Your goal:
Starting at the beginning of the records and stopping after the line that contains "[509,0,660,221]", write those lines out again, swapping "skyscraper" for "high-rise building" and changing nothing else.

======

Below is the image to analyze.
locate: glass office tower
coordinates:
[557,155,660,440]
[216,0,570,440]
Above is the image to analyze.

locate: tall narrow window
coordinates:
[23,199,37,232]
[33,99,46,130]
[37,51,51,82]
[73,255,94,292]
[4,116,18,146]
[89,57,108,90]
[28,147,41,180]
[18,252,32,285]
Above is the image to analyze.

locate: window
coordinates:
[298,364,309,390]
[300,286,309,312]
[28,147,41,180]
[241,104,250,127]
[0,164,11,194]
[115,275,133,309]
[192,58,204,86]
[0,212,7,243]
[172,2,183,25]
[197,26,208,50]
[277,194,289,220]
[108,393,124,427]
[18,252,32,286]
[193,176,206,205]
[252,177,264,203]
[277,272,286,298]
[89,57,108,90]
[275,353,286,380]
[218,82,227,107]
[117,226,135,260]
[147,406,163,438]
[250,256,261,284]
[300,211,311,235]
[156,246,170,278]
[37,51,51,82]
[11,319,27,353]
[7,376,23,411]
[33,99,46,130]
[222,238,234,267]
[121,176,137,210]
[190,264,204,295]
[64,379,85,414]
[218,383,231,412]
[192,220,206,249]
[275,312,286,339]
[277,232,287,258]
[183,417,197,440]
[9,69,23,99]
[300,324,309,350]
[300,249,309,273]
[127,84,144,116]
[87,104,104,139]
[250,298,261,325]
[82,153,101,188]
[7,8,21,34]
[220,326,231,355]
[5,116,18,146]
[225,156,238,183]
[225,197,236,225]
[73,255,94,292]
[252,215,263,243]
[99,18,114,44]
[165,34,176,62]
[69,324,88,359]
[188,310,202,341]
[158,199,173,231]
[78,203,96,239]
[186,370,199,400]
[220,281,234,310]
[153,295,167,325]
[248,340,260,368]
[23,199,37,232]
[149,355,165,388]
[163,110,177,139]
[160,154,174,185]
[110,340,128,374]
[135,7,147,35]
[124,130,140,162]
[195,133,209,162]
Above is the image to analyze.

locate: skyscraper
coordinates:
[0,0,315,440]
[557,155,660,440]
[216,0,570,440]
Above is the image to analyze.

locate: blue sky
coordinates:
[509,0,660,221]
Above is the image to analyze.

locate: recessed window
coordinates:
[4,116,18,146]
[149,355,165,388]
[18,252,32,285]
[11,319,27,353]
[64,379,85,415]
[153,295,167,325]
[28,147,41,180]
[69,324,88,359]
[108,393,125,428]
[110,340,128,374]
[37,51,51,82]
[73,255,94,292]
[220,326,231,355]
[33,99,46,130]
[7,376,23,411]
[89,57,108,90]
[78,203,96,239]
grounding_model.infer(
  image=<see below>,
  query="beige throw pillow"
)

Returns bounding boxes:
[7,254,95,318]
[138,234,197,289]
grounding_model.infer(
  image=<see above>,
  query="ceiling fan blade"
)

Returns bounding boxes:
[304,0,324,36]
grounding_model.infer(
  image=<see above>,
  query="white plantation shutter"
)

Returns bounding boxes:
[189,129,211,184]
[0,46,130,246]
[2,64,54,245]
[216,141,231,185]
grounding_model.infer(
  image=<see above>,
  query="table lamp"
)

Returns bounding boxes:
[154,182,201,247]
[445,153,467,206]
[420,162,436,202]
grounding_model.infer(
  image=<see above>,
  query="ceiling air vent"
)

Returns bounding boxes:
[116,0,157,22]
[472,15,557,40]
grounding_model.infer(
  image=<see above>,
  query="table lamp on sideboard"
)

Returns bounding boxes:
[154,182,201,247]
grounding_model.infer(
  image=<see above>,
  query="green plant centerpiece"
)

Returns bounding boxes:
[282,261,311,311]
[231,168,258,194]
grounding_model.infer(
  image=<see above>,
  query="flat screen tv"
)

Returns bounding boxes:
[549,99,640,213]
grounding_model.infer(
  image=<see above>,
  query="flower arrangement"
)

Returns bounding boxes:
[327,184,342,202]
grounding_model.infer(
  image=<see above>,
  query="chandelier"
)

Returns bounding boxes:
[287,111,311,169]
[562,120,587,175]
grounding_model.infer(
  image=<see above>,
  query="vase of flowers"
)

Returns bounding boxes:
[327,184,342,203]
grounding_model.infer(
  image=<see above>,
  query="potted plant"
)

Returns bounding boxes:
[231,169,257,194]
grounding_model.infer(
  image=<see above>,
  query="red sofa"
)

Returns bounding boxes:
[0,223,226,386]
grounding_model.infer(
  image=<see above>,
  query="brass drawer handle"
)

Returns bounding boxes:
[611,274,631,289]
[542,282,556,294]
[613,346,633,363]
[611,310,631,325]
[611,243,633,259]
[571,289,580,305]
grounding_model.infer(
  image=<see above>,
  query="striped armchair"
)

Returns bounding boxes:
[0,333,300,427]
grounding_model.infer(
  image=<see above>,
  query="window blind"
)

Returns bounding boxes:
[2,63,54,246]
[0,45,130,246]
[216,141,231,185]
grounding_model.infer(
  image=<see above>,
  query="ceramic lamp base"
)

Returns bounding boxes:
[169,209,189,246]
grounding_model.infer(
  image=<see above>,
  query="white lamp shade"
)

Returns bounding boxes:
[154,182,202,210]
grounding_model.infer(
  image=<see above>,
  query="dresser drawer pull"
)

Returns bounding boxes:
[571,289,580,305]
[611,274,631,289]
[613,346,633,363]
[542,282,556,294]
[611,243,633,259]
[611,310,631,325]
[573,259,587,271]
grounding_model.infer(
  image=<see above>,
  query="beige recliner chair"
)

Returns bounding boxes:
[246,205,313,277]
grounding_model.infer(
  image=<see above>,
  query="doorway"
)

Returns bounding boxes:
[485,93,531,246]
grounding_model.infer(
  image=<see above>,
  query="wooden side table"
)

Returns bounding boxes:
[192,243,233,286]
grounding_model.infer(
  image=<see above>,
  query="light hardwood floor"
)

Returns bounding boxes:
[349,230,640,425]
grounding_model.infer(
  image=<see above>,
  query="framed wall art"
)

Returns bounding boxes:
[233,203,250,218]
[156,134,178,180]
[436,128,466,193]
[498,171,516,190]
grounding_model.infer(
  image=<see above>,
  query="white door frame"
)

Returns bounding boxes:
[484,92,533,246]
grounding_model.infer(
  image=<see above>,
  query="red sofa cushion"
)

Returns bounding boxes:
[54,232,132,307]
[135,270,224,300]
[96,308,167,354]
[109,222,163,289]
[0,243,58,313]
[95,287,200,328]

======

Solution for this problem:
Below is the image to analyze.
locate: glass office tower
coordinates:
[557,155,660,440]
[216,0,570,440]
Above is the image to analyze.

locate: tall narrow window
coordinates:
[23,199,37,232]
[33,99,46,130]
[37,51,51,82]
[73,255,94,292]
[4,116,18,146]
[89,57,108,90]
[28,147,41,180]
[18,252,32,285]
Above is the image to analyze.

locate: window
coordinates:
[298,364,309,390]
[300,286,309,312]
[28,147,41,180]
[241,104,250,127]
[0,164,11,194]
[115,275,133,309]
[192,58,204,86]
[0,212,7,243]
[172,2,183,25]
[197,26,208,50]
[277,194,289,220]
[108,393,124,427]
[18,252,32,286]
[193,176,206,205]
[252,177,264,203]
[277,272,286,298]
[89,57,108,90]
[275,353,286,380]
[218,82,227,107]
[117,226,135,260]
[147,406,163,438]
[250,256,261,284]
[300,211,311,235]
[156,246,170,278]
[37,51,51,82]
[11,319,27,353]
[7,376,23,411]
[33,99,46,130]
[222,238,234,267]
[121,176,137,210]
[190,264,204,295]
[64,379,85,414]
[218,383,231,412]
[192,220,206,249]
[275,312,286,339]
[277,232,287,258]
[183,417,197,440]
[9,69,23,99]
[300,324,309,350]
[300,249,309,273]
[127,84,144,116]
[87,104,104,139]
[250,298,261,325]
[82,153,101,188]
[7,8,21,34]
[220,326,231,355]
[5,116,18,146]
[225,156,238,183]
[225,197,236,225]
[73,255,94,292]
[252,215,263,243]
[99,18,114,44]
[165,34,176,62]
[69,324,88,359]
[188,310,202,341]
[158,199,173,231]
[78,203,96,239]
[186,370,199,400]
[220,281,234,310]
[153,295,167,325]
[248,340,260,368]
[23,199,37,232]
[149,355,165,388]
[163,110,177,139]
[160,154,174,185]
[110,340,128,374]
[135,7,147,35]
[124,130,140,162]
[195,133,209,162]
Above is the image to analyze.

locate: high-rise building
coordinates:
[0,0,315,440]
[557,155,660,440]
[216,0,570,440]
Above is the image to analyze.

locate: blue sky
coordinates:
[509,0,660,221]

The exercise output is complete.